What you need to do:
Repeat exactly, and only, the lines from the one holding "Please annotate the beige" through the last line of the records below.

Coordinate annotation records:

--

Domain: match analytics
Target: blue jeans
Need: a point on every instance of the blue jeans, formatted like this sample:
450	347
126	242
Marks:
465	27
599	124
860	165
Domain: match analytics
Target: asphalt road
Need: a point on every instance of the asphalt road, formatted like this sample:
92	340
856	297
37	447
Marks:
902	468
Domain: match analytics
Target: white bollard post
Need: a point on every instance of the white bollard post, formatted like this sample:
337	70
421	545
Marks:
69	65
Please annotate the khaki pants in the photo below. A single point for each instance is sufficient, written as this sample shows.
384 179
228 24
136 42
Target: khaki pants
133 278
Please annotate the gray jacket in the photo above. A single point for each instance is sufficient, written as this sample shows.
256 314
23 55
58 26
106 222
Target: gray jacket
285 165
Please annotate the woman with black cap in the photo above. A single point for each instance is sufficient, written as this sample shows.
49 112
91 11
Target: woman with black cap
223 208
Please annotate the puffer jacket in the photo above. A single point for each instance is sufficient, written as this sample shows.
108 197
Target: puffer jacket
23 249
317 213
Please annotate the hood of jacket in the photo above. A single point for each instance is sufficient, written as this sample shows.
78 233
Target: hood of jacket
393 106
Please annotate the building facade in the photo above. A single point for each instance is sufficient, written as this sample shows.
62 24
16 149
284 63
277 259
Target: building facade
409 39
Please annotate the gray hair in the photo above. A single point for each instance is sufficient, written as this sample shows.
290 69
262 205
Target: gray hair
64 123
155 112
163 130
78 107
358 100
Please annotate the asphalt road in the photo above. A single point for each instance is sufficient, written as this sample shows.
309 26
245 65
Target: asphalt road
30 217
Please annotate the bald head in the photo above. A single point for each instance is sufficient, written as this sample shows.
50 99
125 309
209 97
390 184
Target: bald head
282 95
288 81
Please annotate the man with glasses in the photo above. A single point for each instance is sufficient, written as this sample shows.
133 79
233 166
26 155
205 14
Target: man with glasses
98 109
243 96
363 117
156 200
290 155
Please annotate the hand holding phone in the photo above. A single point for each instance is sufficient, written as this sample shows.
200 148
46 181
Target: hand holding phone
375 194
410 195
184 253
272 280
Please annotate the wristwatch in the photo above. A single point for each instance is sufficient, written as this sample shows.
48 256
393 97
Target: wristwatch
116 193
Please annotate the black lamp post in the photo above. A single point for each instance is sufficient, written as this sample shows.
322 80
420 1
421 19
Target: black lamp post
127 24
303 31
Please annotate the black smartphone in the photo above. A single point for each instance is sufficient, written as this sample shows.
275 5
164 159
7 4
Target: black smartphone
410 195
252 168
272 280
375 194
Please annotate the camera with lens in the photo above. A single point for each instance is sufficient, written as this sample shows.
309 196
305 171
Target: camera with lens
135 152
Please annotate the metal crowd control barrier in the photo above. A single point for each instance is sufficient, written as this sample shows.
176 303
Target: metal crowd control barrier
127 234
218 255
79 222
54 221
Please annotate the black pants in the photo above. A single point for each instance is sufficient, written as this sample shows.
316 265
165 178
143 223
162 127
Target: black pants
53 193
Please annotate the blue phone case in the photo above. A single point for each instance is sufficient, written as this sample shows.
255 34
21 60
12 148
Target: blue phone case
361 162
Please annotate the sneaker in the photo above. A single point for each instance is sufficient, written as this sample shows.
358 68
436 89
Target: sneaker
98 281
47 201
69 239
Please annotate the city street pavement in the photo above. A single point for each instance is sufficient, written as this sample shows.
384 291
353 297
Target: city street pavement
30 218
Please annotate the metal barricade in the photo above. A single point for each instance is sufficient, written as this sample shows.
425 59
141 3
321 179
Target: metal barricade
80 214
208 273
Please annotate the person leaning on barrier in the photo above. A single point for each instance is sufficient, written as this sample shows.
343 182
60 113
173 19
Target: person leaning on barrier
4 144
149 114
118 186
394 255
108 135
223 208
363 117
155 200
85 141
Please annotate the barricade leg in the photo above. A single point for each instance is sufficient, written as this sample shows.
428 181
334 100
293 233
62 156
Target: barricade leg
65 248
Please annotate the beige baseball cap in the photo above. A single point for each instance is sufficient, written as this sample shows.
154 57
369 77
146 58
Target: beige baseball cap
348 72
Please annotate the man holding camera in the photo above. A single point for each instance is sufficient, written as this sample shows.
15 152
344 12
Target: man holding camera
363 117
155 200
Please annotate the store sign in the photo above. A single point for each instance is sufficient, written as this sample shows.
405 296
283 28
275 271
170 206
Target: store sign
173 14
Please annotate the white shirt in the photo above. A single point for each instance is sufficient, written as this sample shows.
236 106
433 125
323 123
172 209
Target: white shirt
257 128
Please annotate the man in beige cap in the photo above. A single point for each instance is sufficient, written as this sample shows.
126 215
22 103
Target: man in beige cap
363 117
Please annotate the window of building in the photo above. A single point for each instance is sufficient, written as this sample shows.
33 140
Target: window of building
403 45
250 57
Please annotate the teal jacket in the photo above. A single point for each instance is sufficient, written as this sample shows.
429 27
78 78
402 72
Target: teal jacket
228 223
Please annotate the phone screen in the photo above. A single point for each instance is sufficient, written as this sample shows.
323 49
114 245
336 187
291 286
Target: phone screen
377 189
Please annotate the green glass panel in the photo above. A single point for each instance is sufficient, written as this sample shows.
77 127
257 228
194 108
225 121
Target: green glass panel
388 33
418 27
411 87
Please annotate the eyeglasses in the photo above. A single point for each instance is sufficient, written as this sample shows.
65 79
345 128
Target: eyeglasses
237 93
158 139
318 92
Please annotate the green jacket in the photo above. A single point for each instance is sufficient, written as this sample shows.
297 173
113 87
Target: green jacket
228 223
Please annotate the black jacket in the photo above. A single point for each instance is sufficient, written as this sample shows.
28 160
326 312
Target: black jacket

--

Completed task:
Please annotate the beige baseball cap in the photo above. A single point for each instance is sufficient, written as this sample shows.
154 57
369 77
146 58
Target: beige baseball cap
348 72
Please annotate the man holding camera in the photo above. A single point for each instance is sufficient, written as this sample shows.
15 152
344 12
Target: man holding camera
363 117
155 200
Please annotate the store sign in the photo above. A single point for each instance is sufficient, written as this sample shows.
405 296
283 28
275 271
170 206
Target: store sign
173 14
Please annotate the white shirt in the photo above. A single point for each instance is sufficient, written as this sample shows.
236 106
433 125
323 123
172 209
Target: white shirt
257 128
Please annotate the man in beige cap in the photo above. A single point for each instance is sufficient, written as this sample shows.
126 215
22 103
Target: man in beige cap
363 117
Please annotate the window of building in the photo above. A single point for each instance is sufficient, written as this sample shows.
33 140
Target: window of building
403 45
250 57
Please annotate the teal jacket in the photo above. A single point for each instance is sufficient, written as this sample shows.
429 27
78 78
402 72
Target: teal jacket
228 223
Please annotate the phone screen in the photo above. A single point for each instance is sufficient, written as this sample shows.
323 49
114 245
336 187
291 286
Target: phone screen
377 189
Please annotate the green glass panel in the photo above. A single point for each instance is sufficient, written as this sample shows.
77 127
257 228
194 108
225 121
Target: green glass panel
388 33
418 27
411 87
Please annotate the eyeglasses in the photo above. A single point for each instance is sufficient, written as this sample shows.
65 79
345 128
Target: eyeglasses
237 93
158 139
318 92
Please annotate the green jacket in the photo above. A single point for each instance is sufficient, written as this sample shows.
297 173
113 87
Target: green jacket
228 223
Please annotate the black jacket in the photo above. A single point for each instance is sufficient, written as this sample shows.
28 160
326 312
Target: black jacket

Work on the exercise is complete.